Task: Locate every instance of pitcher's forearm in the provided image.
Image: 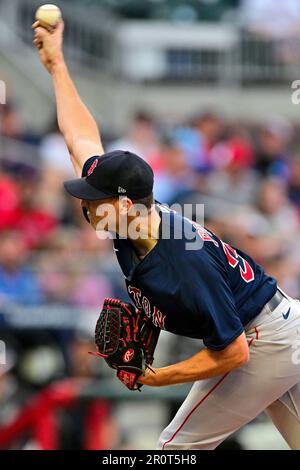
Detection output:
[51,58,103,168]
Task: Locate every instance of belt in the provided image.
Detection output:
[265,289,287,312]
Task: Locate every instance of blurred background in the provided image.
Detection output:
[0,0,300,449]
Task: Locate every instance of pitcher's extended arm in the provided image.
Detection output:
[33,21,104,176]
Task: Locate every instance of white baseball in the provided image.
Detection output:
[35,3,61,28]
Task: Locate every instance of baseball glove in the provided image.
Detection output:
[90,298,160,391]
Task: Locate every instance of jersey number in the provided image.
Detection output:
[222,242,254,282]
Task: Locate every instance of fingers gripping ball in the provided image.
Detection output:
[91,299,160,390]
[35,4,61,29]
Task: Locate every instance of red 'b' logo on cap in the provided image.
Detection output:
[87,159,98,176]
[123,349,134,362]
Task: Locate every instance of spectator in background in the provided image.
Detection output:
[154,139,194,204]
[0,174,20,230]
[289,151,300,209]
[12,166,58,249]
[255,116,293,181]
[0,102,22,139]
[39,117,74,218]
[208,128,258,204]
[0,231,43,305]
[192,110,223,170]
[106,111,159,170]
[39,231,113,309]
[256,179,299,246]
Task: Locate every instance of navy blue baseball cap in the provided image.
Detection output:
[64,150,153,201]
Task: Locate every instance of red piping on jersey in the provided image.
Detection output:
[162,327,259,450]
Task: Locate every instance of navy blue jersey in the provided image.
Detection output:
[114,205,277,350]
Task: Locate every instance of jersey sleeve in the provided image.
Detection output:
[186,249,244,350]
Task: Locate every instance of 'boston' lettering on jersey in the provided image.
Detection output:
[114,204,277,350]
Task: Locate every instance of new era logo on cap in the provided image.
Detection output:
[87,158,98,176]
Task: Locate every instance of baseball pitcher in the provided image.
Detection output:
[33,22,300,450]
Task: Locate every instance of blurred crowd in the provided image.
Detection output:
[0,92,300,448]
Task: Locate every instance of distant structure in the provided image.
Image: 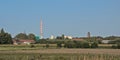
--------------------
(Stated task): Lay out the lines from the one containing "Task: Locate every instance of blurred background" through the one containing "[35,3,61,28]", inclusive, as a Markdown table with a Row column that numbers them and a Text column that holds each line, skipping any blank lines.

(Response to this task):
| Row | Text |
|---|---|
| 1 | Task: Locate every instance of blurred background in the provided image. |
| 2 | Detection output: |
| 3 | [0,0,300,449] |
| 4 | Task: Locate every instance of pitcher's extended arm in the provided image. |
| 5 | Detection output: |
| 6 | [33,21,104,176] |
| 7 | Task: Locate every instance of white baseball in the provided image. |
| 8 | Detection output: |
| 9 | [35,3,61,28] |